** WORK REQUIRED **
Pick out every line in the items below that contains the string "bollard", and copy each of those lines in full. Case counts when matching.

** SOURCE MATERIAL **
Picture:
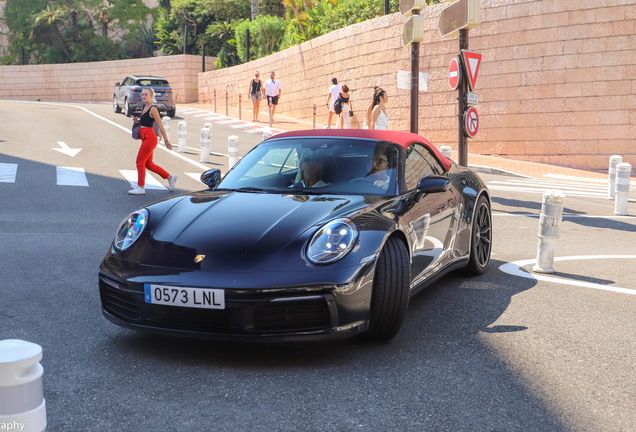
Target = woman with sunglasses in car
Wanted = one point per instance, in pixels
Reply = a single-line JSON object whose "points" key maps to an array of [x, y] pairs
{"points": [[256, 94]]}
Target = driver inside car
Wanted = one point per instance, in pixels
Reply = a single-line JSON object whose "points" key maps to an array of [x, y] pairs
{"points": [[380, 164]]}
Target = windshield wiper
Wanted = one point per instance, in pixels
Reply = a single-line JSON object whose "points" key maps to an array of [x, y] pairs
{"points": [[249, 189]]}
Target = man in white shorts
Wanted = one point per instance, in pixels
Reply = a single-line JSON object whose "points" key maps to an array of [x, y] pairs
{"points": [[334, 92], [273, 91]]}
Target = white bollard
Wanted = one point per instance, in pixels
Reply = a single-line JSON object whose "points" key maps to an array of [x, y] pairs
{"points": [[551, 214], [166, 126], [445, 150], [205, 145], [623, 175], [614, 161], [22, 405], [209, 126], [267, 133], [183, 133], [232, 150]]}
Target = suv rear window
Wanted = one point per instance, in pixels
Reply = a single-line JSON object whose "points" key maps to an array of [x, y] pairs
{"points": [[158, 83]]}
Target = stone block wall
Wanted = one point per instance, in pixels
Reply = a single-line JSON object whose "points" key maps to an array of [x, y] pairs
{"points": [[95, 81], [557, 82]]}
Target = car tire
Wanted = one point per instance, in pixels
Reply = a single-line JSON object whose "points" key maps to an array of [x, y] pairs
{"points": [[390, 296], [128, 109], [116, 107], [481, 238]]}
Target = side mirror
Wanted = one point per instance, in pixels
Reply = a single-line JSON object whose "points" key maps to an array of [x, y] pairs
{"points": [[211, 178], [433, 184]]}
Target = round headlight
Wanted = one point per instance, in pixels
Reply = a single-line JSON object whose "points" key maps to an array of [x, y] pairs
{"points": [[332, 242], [130, 229]]}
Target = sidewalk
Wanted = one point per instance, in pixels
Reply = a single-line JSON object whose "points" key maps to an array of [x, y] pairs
{"points": [[480, 163]]}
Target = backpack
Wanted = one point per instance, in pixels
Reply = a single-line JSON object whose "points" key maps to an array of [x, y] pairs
{"points": [[337, 106]]}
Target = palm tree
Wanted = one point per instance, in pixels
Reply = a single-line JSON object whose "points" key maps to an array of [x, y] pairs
{"points": [[48, 19]]}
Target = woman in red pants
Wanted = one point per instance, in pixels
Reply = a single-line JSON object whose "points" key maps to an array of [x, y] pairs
{"points": [[149, 115]]}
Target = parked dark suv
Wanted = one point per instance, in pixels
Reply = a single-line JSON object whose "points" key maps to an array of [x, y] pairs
{"points": [[127, 95]]}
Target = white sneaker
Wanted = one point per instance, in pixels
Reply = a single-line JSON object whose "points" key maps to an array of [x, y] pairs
{"points": [[171, 181], [137, 191]]}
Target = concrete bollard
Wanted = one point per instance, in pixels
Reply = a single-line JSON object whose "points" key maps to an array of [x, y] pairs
{"points": [[623, 175], [551, 214], [614, 161], [166, 125], [205, 145], [267, 133], [232, 150], [22, 404], [182, 136]]}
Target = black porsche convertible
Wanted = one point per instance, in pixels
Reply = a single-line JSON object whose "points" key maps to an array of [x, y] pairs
{"points": [[312, 235]]}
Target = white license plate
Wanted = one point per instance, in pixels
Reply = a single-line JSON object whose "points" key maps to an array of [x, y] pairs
{"points": [[185, 297]]}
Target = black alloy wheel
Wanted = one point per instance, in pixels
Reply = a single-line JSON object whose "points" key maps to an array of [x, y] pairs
{"points": [[481, 241], [116, 107], [390, 297]]}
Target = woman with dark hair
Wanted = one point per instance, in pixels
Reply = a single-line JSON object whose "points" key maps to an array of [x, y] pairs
{"points": [[310, 170], [379, 119], [150, 115], [344, 115]]}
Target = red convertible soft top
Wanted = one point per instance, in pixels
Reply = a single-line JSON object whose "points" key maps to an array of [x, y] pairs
{"points": [[403, 139]]}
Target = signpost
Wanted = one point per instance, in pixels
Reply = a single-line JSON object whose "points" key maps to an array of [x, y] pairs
{"points": [[458, 18], [412, 35]]}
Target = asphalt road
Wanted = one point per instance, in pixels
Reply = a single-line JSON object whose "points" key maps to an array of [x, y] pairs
{"points": [[494, 353]]}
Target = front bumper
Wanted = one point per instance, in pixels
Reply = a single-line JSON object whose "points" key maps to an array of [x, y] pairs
{"points": [[264, 315]]}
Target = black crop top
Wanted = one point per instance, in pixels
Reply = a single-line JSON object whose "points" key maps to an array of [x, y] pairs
{"points": [[146, 120]]}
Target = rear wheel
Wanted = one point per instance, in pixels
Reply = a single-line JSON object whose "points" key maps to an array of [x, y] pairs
{"points": [[116, 107], [481, 241], [128, 109], [390, 296]]}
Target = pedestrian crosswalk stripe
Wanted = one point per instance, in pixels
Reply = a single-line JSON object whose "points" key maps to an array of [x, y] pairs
{"points": [[151, 182], [69, 176], [8, 172]]}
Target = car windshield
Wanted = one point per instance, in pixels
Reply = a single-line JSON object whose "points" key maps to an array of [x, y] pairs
{"points": [[318, 166], [153, 82]]}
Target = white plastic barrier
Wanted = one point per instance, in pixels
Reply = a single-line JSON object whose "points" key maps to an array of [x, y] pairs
{"points": [[22, 405], [205, 145], [614, 161], [182, 136], [623, 175], [166, 126], [267, 133], [551, 215], [445, 150], [232, 150]]}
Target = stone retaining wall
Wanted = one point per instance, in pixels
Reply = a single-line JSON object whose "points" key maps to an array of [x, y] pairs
{"points": [[557, 83], [95, 81]]}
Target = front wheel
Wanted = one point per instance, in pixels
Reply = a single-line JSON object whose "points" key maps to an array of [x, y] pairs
{"points": [[390, 297], [481, 238], [116, 107]]}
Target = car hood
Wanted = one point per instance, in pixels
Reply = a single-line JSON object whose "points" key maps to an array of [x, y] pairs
{"points": [[238, 232]]}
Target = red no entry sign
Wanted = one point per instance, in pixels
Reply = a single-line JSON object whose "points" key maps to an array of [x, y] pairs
{"points": [[454, 74], [471, 122]]}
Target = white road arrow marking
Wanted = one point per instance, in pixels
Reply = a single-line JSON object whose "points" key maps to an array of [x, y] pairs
{"points": [[67, 150]]}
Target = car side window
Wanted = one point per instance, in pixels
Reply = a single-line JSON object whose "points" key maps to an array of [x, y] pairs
{"points": [[420, 162]]}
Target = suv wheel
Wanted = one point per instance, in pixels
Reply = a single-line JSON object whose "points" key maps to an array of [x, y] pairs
{"points": [[116, 107]]}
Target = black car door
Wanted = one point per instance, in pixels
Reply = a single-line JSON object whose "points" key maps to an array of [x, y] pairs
{"points": [[429, 218]]}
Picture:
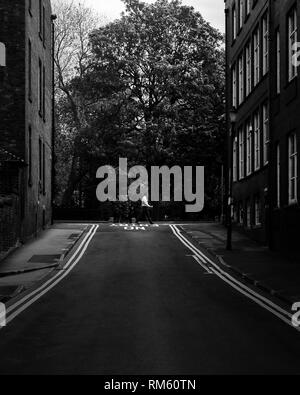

** WORKED SOLUTION **
Target = white bollard
Target = concrete bollard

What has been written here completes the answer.